REQUIRED ACTION
Of the lines listed below, return exactly those that run from the line containing "Target: thin stem" through the line containing "of the small", both included.

[[ PROVIDED RECORDS open ]]

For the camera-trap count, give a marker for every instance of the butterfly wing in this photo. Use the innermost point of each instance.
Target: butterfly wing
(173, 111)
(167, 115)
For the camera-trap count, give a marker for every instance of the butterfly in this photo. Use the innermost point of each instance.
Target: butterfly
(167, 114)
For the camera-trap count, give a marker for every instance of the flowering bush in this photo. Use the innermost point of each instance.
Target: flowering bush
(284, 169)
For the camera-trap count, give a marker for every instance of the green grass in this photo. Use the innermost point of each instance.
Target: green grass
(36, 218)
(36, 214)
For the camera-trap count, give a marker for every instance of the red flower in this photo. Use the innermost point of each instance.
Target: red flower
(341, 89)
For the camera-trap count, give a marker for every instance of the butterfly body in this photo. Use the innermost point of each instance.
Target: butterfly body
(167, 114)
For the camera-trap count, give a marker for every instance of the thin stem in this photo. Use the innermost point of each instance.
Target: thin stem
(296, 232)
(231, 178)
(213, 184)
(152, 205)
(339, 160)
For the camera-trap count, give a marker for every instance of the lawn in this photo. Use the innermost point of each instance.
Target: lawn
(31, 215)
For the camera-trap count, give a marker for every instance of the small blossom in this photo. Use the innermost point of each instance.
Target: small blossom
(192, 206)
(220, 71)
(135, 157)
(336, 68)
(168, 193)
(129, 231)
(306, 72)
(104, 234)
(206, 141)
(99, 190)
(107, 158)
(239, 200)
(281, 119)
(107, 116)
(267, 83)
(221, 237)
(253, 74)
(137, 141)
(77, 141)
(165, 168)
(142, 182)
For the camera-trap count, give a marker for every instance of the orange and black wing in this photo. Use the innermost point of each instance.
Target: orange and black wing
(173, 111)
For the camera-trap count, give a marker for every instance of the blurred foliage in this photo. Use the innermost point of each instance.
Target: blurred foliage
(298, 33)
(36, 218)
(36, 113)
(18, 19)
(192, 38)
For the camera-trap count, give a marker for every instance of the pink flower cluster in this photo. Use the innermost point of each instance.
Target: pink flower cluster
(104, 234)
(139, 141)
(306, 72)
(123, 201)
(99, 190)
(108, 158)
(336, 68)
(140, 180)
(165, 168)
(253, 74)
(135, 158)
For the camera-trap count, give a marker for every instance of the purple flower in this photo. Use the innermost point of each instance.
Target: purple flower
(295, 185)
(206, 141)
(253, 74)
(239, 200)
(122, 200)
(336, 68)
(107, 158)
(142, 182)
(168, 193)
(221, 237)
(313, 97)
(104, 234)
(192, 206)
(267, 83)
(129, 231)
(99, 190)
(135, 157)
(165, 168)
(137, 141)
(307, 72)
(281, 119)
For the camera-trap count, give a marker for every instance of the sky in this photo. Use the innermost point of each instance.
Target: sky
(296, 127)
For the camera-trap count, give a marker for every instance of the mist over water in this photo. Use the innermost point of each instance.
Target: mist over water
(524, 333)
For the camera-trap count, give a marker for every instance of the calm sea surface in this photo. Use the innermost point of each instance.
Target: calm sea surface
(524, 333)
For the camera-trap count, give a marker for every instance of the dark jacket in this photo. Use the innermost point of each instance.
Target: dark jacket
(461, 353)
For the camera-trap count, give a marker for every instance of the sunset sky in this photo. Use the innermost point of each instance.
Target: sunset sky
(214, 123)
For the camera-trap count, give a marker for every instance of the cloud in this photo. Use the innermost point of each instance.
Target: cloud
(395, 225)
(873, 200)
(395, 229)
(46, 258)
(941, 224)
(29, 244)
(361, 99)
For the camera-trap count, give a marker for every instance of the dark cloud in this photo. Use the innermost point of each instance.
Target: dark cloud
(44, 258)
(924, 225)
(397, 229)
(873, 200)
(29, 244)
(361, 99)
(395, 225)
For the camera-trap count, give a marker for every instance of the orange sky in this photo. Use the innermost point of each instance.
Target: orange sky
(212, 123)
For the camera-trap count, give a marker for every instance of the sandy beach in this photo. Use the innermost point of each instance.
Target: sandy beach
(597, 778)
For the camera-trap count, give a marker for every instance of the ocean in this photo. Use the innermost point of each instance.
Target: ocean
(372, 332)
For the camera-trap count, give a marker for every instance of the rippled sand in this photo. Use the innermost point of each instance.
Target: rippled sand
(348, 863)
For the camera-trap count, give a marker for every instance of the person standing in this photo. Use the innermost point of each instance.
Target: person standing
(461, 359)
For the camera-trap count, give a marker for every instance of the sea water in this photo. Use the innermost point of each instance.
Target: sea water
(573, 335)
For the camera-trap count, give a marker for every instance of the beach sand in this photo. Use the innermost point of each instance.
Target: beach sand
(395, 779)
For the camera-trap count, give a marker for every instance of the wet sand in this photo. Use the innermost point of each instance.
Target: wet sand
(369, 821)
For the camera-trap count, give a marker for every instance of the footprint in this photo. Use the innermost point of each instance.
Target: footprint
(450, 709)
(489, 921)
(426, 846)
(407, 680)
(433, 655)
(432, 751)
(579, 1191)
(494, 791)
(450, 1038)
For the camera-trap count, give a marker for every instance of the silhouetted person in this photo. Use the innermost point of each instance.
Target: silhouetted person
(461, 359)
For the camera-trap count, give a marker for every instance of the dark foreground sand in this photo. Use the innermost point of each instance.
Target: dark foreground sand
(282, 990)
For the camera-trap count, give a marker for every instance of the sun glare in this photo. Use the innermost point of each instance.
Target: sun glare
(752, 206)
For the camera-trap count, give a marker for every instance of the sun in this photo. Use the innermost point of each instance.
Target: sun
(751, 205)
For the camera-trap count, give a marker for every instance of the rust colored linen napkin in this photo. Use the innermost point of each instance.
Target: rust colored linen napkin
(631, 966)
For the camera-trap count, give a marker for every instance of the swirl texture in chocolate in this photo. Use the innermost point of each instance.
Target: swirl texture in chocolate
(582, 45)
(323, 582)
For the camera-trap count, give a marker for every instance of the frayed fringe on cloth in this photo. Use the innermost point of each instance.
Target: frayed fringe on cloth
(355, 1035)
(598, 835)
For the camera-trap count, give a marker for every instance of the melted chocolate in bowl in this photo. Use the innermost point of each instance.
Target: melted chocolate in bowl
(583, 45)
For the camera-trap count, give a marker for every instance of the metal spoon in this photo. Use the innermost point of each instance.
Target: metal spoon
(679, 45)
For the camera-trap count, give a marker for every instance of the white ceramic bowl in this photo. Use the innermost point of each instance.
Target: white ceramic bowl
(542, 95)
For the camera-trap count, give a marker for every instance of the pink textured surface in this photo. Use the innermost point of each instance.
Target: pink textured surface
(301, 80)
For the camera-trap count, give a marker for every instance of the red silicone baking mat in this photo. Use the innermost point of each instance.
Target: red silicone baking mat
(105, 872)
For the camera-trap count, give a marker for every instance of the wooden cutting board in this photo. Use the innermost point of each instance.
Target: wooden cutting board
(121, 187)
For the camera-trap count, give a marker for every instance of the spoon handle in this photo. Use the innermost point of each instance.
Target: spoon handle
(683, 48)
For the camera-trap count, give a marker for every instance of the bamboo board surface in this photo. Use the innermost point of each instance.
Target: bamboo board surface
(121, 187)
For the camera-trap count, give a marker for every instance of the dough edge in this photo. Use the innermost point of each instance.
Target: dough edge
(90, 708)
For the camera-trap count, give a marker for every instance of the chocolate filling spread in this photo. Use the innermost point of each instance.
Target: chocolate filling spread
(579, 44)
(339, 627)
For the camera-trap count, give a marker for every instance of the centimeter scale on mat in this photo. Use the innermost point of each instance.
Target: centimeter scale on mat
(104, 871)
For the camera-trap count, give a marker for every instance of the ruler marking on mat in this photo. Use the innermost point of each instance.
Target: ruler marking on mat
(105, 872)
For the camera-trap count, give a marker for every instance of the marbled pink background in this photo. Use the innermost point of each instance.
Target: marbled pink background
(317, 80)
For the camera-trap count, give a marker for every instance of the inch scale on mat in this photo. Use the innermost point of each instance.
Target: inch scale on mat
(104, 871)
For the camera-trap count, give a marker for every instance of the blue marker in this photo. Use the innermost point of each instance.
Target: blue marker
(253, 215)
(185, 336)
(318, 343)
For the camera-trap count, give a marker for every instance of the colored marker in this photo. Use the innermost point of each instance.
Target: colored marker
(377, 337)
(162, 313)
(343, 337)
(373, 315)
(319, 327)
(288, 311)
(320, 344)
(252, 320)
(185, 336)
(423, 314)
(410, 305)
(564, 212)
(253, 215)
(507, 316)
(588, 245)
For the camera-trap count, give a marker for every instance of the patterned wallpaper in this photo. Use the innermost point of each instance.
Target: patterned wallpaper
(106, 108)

[[ PROVIDED RECORDS closed ]]

YOUR SOLUTION
Target: thin stem
(296, 232)
(231, 178)
(213, 184)
(152, 205)
(339, 160)
For the camera-trap count, give a marker for every instance of the lawn in this photo. Use the innermost point of each instance.
Target: lawn
(31, 215)
For the camera-trap count, give a marker for every instance of the small blossom in this photo. Use the innermost point of each instance.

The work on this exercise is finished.